§ SHORT TASK
Reproduce the entries between the line holding "Greenhouse-scouting request: tag the leaf" and the end of the entries, inclusive, with the requests kept and every coordinate in the answers offset by -19. Leave the pictures out.

§ EXTRACTED MATERIAL
________________________________________
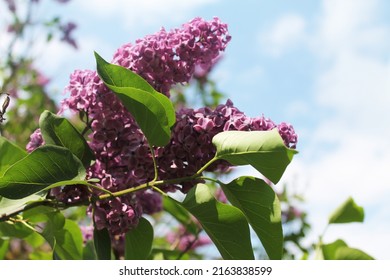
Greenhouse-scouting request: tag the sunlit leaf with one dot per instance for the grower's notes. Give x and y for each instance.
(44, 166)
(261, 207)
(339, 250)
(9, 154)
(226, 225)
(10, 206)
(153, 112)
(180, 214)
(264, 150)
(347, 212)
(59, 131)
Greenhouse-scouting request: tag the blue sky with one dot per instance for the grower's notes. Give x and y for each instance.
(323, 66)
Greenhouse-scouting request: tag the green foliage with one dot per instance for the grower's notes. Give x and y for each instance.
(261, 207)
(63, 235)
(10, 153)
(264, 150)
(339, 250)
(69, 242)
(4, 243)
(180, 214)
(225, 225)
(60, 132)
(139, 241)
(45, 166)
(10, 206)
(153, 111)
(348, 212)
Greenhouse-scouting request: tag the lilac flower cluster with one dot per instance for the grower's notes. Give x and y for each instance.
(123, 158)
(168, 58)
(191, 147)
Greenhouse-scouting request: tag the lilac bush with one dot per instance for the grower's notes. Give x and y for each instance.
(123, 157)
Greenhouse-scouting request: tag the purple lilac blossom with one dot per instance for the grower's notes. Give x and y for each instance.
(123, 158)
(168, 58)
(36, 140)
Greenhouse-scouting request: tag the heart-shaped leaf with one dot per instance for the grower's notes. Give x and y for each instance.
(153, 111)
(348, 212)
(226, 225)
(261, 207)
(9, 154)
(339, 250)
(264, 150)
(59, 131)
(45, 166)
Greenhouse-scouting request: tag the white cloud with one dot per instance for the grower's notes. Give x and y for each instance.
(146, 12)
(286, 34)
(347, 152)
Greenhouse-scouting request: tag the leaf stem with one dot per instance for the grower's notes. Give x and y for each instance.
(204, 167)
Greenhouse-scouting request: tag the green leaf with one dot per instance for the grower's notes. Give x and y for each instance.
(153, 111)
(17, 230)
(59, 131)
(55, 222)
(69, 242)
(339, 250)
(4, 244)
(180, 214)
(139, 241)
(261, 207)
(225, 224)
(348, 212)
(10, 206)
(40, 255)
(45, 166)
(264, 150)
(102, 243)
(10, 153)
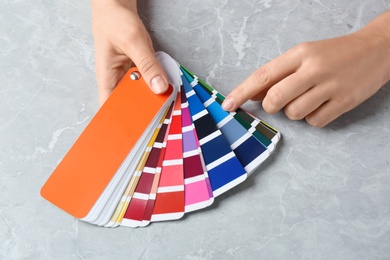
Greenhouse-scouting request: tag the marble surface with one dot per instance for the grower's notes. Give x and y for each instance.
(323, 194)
________________________________________
§ EXERCISE SOLUTION
Greenhouse-scouting request: tag the leaf stem with one dot per instance for the grower's notes. Give x and y for each instance.
(185, 148)
Greenhouse-scouting request: tag the green leaf with one dot per instance for the grower's notes. Give x and y for each instance.
(134, 92)
(-2, 211)
(40, 112)
(36, 203)
(50, 223)
(320, 231)
(-15, 225)
(161, 195)
(120, 222)
(242, 188)
(206, 205)
(329, 193)
(-9, 187)
(21, 236)
(26, 147)
(245, 131)
(83, 224)
(-9, 134)
Greenhouse-scouting request: tag the marble surface with one dot per instance for the grower's notes. Give x and y for each instance.
(304, 175)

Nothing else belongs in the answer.